Directions:
Give back every record exactly.

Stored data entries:
......

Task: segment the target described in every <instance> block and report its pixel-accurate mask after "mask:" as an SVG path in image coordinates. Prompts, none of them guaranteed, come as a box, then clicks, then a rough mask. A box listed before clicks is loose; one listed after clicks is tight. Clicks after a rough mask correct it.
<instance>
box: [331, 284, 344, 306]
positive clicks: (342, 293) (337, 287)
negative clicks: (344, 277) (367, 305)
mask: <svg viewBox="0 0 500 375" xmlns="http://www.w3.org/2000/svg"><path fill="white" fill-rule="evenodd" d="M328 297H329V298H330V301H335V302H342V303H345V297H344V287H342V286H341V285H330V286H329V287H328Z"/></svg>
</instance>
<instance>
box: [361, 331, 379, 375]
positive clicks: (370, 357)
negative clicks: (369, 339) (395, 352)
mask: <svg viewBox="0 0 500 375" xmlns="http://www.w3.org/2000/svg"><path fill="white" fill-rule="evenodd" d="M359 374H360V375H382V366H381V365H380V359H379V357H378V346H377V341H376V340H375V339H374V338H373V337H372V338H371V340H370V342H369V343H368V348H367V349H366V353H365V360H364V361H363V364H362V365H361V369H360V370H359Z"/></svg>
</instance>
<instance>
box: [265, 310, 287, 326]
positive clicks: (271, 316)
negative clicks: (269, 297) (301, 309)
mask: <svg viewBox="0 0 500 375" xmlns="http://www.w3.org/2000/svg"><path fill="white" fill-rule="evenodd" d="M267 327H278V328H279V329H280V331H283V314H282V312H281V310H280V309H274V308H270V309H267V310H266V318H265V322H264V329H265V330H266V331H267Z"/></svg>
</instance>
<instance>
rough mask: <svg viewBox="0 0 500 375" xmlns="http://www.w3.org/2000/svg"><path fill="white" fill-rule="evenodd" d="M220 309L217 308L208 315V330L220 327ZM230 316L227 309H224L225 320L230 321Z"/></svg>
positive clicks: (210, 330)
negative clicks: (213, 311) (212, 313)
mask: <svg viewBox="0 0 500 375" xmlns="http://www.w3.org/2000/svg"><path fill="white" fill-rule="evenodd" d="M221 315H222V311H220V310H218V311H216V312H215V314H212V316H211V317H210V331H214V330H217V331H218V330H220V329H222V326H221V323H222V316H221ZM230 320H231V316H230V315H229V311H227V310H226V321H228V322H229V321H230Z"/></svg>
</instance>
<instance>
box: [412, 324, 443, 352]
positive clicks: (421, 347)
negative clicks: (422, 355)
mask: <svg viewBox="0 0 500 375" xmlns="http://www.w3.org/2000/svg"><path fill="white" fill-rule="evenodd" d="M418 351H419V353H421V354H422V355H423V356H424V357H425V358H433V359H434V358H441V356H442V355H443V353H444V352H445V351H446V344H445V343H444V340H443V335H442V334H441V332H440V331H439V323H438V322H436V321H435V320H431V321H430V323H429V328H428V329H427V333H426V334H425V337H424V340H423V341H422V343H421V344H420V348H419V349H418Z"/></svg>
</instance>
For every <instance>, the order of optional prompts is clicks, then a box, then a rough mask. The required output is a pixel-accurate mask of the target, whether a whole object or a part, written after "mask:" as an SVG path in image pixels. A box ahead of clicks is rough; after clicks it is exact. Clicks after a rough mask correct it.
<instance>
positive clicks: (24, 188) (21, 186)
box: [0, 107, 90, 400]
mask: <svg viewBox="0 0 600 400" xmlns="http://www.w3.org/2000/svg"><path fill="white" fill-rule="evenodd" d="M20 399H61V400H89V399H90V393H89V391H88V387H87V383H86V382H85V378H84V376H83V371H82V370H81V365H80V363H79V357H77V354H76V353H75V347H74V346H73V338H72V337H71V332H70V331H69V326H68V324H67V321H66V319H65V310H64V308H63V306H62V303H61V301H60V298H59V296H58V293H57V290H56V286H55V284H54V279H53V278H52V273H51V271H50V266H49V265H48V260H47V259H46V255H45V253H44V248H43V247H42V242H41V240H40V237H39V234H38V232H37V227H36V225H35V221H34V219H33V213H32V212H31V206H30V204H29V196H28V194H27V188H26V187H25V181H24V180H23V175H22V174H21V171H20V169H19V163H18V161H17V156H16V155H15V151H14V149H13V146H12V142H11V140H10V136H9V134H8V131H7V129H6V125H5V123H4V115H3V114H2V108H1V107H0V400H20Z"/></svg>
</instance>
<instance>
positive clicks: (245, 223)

......

Exercise output:
Task: segment the target described in every <instance> block and report its pixel-accurate mask after "mask:" as an SVG path in image coordinates. Prompts, none of them guaranteed, come as a box, then clicks, then a rough mask. A box listed before clicks is loose; one listed after clicks is tight. Clicks after a rough mask correct it.
<instance>
box: [331, 284, 344, 306]
positive clicks: (342, 293) (337, 287)
negative clicks: (344, 277) (367, 305)
mask: <svg viewBox="0 0 500 375" xmlns="http://www.w3.org/2000/svg"><path fill="white" fill-rule="evenodd" d="M328 297H329V298H330V301H335V302H342V303H345V297H344V287H342V286H341V285H330V286H329V287H328Z"/></svg>
</instance>
<instance>
box: [361, 331, 379, 375]
positive clicks: (370, 357)
negative clicks: (369, 339) (395, 352)
mask: <svg viewBox="0 0 500 375" xmlns="http://www.w3.org/2000/svg"><path fill="white" fill-rule="evenodd" d="M359 374H360V375H382V366H381V365H380V359H379V357H378V346H377V341H376V340H375V339H374V338H373V337H372V338H371V340H370V342H369V343H368V348H367V349H366V353H365V360H364V361H363V364H362V365H361V369H360V370H359Z"/></svg>
</instance>
<instance>
box: [265, 310, 287, 326]
positive clicks: (271, 316)
negative clicks: (269, 297) (301, 309)
mask: <svg viewBox="0 0 500 375" xmlns="http://www.w3.org/2000/svg"><path fill="white" fill-rule="evenodd" d="M267 327H278V328H279V329H280V331H283V314H282V312H281V310H280V309H274V308H270V309H267V310H266V318H265V322H264V329H265V330H266V331H267Z"/></svg>
</instance>
<instance>
rough mask: <svg viewBox="0 0 500 375" xmlns="http://www.w3.org/2000/svg"><path fill="white" fill-rule="evenodd" d="M220 309L217 308L208 315V330L220 327ZM230 316L227 309H224L225 320L230 321Z"/></svg>
positive clicks: (210, 330)
negative clicks: (213, 311) (212, 313)
mask: <svg viewBox="0 0 500 375" xmlns="http://www.w3.org/2000/svg"><path fill="white" fill-rule="evenodd" d="M221 315H222V311H220V310H218V311H216V312H215V314H212V316H211V317H210V331H214V330H217V331H218V330H220V329H222V326H221V323H222V316H221ZM230 320H231V316H230V315H229V311H227V310H226V321H228V322H229V321H230Z"/></svg>
</instance>
<instance>
box: [412, 324, 443, 352]
positive clicks: (421, 347)
negative clicks: (422, 355)
mask: <svg viewBox="0 0 500 375" xmlns="http://www.w3.org/2000/svg"><path fill="white" fill-rule="evenodd" d="M418 351H419V353H421V354H422V355H423V356H424V357H425V358H433V359H434V358H441V356H442V355H443V353H444V352H445V351H446V344H445V343H444V340H443V335H442V334H441V332H440V331H439V323H438V322H436V321H435V320H431V321H430V323H429V328H428V329H427V333H426V334H425V337H424V340H423V341H422V343H421V344H420V348H419V349H418Z"/></svg>
</instance>
For every <instance>, the order of optional prompts is clicks, then a box, then a rough mask. The required output is a pixel-accurate mask of the target, whether a whole object or a part, written after "mask:" as an SVG path in image pixels. A box ahead of clicks is rough; after clicks it is exact. Clicks after a rough mask correct it.
<instance>
positive clicks: (24, 188) (21, 186)
box: [0, 107, 90, 400]
mask: <svg viewBox="0 0 600 400" xmlns="http://www.w3.org/2000/svg"><path fill="white" fill-rule="evenodd" d="M20 399H61V400H89V399H90V393H89V391H88V387H87V383H86V382H85V378H84V376H83V371H82V370H81V365H80V363H79V357H77V354H76V353H75V347H74V346H73V338H72V337H71V332H70V331H69V326H68V324H67V321H66V319H65V310H64V308H63V306H62V303H61V301H60V298H59V296H58V293H57V290H56V286H55V284H54V279H53V278H52V273H51V271H50V266H49V265H48V260H47V259H46V255H45V253H44V248H43V247H42V242H41V240H40V237H39V234H38V232H37V227H36V225H35V221H34V219H33V213H32V212H31V206H30V204H29V196H28V194H27V188H26V187H25V181H24V180H23V175H22V174H21V171H20V169H19V163H18V161H17V156H16V155H15V151H14V149H13V146H12V142H11V140H10V136H9V134H8V131H7V129H6V125H5V123H4V115H3V114H2V108H1V107H0V400H20Z"/></svg>
</instance>
<instance>
positive clicks: (245, 223)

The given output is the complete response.